## [Prompt]
Copy out every line of the data below that contains the word "blue".

## [Data for this task]
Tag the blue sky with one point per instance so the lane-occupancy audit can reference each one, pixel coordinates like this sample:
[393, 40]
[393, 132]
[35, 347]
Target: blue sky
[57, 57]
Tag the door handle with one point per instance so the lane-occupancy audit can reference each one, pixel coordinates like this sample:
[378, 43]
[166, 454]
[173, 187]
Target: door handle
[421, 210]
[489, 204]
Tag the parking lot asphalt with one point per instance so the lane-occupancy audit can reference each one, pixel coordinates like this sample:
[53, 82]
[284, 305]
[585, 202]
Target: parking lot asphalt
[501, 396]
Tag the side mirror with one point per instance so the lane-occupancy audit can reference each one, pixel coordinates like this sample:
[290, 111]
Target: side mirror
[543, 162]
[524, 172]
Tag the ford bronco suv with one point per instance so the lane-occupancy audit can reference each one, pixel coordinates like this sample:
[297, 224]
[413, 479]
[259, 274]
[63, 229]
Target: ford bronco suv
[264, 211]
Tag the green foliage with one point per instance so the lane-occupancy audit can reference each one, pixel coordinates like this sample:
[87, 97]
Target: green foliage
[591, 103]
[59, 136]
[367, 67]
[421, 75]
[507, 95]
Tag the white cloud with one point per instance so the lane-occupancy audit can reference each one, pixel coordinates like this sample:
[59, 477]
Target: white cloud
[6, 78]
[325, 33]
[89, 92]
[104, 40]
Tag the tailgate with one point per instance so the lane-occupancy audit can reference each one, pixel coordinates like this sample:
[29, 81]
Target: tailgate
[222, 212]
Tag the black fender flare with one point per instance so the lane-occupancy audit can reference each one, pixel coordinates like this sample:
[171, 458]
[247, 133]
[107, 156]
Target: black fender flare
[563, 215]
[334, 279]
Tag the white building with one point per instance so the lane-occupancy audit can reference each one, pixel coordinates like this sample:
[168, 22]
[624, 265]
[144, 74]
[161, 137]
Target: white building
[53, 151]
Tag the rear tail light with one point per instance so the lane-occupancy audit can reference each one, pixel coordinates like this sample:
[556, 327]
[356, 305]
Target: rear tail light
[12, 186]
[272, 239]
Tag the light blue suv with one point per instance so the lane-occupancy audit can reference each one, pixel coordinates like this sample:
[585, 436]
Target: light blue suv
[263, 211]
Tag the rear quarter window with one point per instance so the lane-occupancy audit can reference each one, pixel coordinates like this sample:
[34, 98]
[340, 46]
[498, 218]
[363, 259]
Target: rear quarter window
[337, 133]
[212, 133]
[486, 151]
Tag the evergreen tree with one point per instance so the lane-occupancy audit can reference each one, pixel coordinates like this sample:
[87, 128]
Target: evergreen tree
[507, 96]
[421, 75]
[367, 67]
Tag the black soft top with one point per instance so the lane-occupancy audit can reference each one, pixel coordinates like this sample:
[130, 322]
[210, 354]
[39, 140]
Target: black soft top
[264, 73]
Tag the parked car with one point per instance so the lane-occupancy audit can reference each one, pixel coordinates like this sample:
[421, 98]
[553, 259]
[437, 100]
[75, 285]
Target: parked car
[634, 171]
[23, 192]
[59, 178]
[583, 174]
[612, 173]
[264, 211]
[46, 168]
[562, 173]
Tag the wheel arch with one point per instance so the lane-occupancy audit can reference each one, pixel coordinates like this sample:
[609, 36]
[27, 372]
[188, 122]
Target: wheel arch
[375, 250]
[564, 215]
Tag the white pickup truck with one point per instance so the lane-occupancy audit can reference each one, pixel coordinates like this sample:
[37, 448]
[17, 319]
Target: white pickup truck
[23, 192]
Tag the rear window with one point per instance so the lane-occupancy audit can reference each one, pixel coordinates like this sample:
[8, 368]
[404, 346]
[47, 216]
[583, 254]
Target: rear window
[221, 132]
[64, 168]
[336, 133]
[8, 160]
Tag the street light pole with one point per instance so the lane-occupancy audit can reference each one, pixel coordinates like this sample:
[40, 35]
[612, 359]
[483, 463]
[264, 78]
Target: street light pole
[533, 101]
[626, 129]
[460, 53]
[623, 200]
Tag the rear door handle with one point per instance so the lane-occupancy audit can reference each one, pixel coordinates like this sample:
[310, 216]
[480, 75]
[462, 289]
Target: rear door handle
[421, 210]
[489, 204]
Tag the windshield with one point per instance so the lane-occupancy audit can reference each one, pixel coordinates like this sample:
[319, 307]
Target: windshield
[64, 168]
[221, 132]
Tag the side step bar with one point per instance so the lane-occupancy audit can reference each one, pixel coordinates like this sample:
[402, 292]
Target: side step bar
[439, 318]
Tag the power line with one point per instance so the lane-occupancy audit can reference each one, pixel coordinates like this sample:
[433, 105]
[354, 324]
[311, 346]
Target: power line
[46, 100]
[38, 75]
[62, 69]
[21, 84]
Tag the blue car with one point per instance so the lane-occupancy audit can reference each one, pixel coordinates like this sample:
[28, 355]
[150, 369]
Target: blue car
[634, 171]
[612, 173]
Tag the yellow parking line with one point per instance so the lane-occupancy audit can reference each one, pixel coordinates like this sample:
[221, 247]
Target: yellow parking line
* * *
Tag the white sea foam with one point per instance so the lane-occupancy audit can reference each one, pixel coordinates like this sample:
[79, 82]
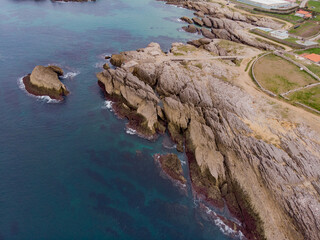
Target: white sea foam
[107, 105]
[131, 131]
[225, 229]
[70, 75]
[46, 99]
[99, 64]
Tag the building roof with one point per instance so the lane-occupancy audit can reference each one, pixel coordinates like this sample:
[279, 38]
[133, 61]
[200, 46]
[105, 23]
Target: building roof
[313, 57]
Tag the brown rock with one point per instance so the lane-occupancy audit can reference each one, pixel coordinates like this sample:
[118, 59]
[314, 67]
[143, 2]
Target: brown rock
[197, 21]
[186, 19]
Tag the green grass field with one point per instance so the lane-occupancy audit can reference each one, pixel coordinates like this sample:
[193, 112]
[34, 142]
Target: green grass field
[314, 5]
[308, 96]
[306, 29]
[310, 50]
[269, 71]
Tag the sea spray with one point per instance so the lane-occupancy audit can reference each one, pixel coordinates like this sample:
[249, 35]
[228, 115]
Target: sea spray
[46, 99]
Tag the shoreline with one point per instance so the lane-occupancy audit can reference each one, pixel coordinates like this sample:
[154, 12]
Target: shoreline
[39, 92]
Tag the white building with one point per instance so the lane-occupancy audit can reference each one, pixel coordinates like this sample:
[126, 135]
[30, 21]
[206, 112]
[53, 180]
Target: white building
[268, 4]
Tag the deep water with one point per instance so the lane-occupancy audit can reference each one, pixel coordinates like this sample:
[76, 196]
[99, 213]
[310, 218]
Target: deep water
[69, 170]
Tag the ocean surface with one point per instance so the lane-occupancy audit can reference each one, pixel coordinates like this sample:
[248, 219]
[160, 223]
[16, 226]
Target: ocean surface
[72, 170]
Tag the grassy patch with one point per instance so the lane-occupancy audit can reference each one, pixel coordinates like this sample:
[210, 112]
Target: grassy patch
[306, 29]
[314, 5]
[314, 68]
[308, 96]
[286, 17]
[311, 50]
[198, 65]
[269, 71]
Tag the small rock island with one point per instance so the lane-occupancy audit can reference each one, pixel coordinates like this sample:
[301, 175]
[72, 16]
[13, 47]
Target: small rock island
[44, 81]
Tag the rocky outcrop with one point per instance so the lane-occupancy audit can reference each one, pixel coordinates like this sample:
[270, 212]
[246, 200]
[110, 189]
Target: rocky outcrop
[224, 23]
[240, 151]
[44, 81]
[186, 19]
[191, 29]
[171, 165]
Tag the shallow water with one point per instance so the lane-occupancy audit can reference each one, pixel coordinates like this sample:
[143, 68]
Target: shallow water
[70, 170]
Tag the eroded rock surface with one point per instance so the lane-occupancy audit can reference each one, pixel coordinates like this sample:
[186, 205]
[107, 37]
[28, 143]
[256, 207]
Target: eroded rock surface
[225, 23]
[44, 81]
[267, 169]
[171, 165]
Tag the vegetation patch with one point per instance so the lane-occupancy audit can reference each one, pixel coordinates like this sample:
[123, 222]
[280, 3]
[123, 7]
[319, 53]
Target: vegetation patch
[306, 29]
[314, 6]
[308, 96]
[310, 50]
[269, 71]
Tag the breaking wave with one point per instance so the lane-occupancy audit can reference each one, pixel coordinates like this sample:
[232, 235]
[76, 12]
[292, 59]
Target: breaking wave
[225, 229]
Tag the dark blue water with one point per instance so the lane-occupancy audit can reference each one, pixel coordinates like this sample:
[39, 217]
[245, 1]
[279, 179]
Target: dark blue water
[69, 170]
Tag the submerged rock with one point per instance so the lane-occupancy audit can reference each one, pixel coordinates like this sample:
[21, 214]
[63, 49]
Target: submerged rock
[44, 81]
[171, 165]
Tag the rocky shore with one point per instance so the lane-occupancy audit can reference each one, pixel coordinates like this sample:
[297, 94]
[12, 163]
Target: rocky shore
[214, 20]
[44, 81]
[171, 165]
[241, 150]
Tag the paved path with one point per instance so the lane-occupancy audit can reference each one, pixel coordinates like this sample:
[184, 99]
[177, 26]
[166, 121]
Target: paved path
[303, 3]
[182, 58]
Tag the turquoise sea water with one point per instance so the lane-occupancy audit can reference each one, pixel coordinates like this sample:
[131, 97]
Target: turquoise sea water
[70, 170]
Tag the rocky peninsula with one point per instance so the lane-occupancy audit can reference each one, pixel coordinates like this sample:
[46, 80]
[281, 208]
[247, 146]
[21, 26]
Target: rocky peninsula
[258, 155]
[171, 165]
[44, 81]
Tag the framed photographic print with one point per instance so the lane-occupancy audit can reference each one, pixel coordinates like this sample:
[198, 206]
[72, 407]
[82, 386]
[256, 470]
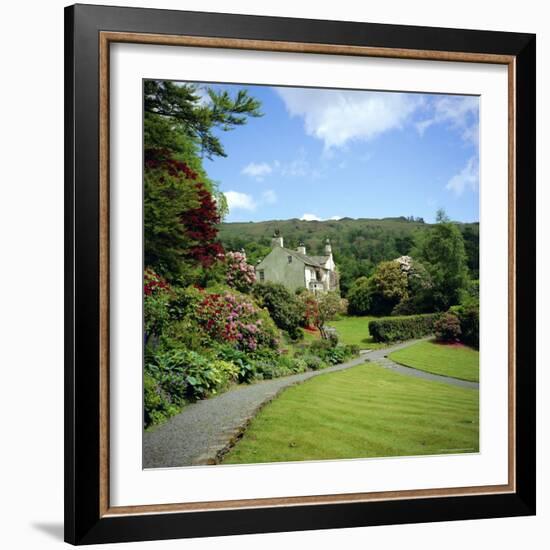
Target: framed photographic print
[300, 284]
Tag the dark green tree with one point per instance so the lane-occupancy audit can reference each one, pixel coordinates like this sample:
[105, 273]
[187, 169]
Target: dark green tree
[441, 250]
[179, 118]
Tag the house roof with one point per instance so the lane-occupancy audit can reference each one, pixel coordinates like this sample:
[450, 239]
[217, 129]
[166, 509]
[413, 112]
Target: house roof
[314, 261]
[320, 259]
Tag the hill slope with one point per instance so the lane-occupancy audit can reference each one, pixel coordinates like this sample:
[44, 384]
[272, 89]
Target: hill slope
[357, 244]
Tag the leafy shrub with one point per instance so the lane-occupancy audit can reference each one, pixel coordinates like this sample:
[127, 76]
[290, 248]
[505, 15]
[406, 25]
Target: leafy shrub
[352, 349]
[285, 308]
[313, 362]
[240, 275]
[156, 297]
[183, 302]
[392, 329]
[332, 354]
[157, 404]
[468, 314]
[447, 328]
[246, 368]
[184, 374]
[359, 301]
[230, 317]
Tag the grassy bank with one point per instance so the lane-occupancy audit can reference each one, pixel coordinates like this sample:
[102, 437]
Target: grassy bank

## [Answer for the task]
Tag the blue sky with one point per instance so the lane-occupancy audit can reference each one, pixel coordinates like this sample:
Target: blue sky
Tag the light blue suv with one point per instance so the lane-occupancy audit can reference each one, pixel coordinates like this sample:
Target: light blue suv
Tag the blue car with one point per instance so the lane-occupancy audit can reference each one, pixel coordinates like this sample:
Target: blue car
Tag the dark blue water with one point per instance so the lane-occupancy audit can reference each one, pixel coordinates like this sample:
Target: dark blue water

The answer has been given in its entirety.